*INSTRUCTIONS TO FOLLOW*: Include no pictures. Output exactly the lines from the one that contains "Q: Mark a point on every instance of the weed" through the final line of the entries.

(Point labeling examples)
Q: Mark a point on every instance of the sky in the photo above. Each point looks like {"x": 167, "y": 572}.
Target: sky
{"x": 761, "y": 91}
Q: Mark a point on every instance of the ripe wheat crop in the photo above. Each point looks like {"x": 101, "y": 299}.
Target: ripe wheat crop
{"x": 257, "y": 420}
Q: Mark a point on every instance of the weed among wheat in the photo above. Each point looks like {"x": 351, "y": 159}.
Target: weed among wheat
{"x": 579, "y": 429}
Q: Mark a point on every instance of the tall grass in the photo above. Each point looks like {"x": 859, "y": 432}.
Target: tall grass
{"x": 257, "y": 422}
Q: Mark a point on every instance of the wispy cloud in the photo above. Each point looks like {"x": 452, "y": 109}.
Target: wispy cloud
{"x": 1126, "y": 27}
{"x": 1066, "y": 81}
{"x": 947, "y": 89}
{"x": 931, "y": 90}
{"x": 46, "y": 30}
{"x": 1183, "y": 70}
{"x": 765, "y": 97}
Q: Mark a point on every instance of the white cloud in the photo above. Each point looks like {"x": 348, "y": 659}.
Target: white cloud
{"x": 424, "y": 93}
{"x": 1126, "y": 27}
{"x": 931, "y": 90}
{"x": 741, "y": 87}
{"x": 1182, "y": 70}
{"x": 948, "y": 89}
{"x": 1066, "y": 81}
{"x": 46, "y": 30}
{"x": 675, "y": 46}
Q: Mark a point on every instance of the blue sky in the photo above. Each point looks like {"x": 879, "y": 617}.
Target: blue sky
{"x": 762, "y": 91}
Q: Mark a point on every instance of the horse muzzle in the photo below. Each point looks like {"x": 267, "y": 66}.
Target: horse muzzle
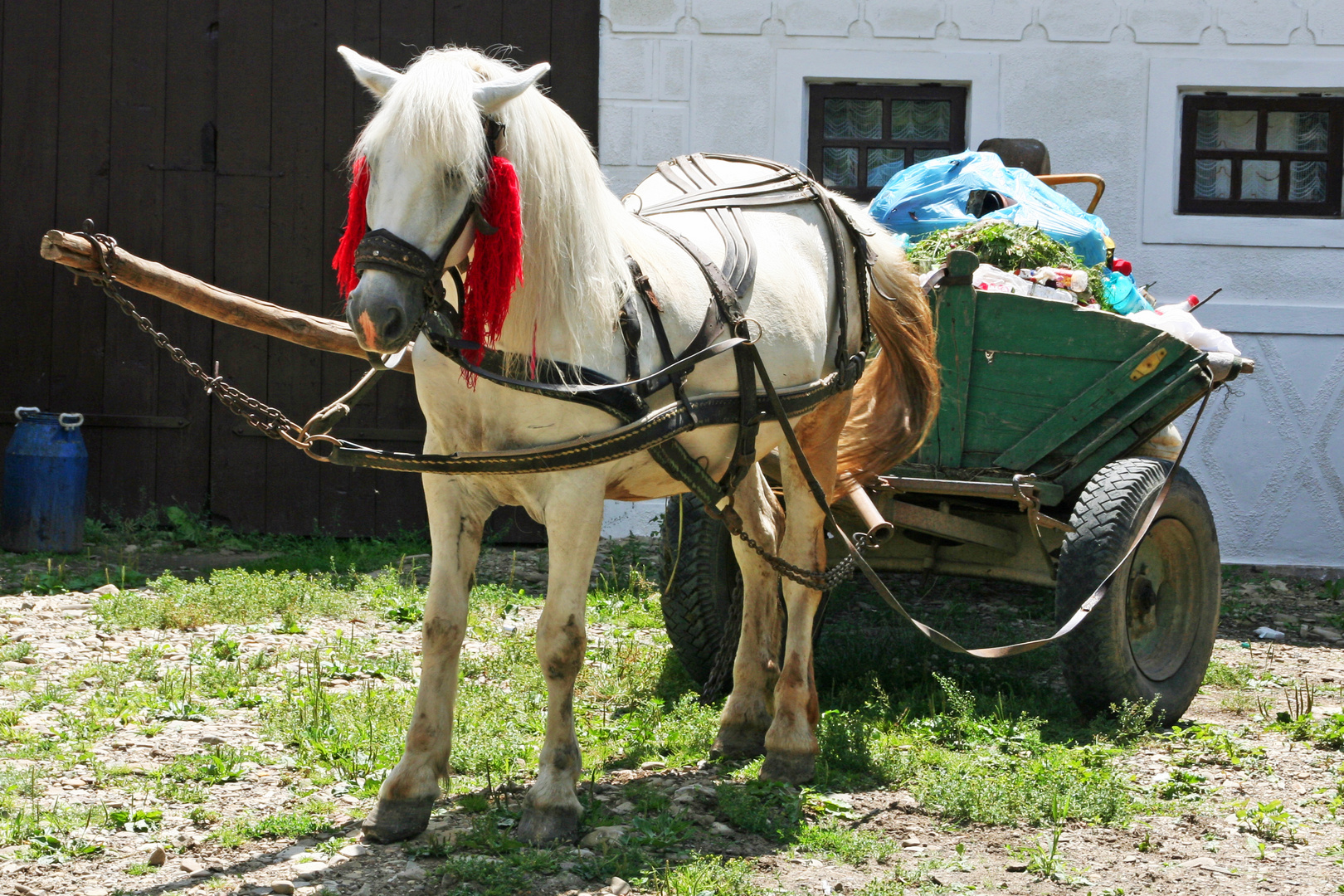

*EXERCISE RESPONSE*:
Q: Mark a point on every instance of the weed among wheat in the photo above. Each point looks like {"x": 351, "y": 159}.
Target: weed among wheat
{"x": 579, "y": 429}
Q: Mark a point on every instance of the tall grass in the photo above. Each point looks like {"x": 859, "y": 432}.
Target: tall grass
{"x": 257, "y": 422}
Q: Mark a point on every instance of the wispy cloud in the photo above. Each point looks like {"x": 452, "y": 109}.
Target: wispy cloud
{"x": 1126, "y": 27}
{"x": 1066, "y": 81}
{"x": 947, "y": 89}
{"x": 931, "y": 90}
{"x": 46, "y": 30}
{"x": 1183, "y": 70}
{"x": 765, "y": 97}
Q: Mark a point on every instance of the white cloud in the photo above. Each point looks like {"x": 348, "y": 659}.
Target: white cloud
{"x": 424, "y": 93}
{"x": 1126, "y": 27}
{"x": 931, "y": 90}
{"x": 741, "y": 87}
{"x": 1182, "y": 70}
{"x": 948, "y": 89}
{"x": 1066, "y": 81}
{"x": 46, "y": 30}
{"x": 675, "y": 46}
Q: Mark a point on every instance of the blue sky in the photo above. Each point looks like {"x": 879, "y": 617}.
Target: blue sky
{"x": 762, "y": 91}
Q: Mark a point on every instance of the horse muzzle in the photo below. Each point looks like {"x": 267, "y": 66}.
Target: horse muzzle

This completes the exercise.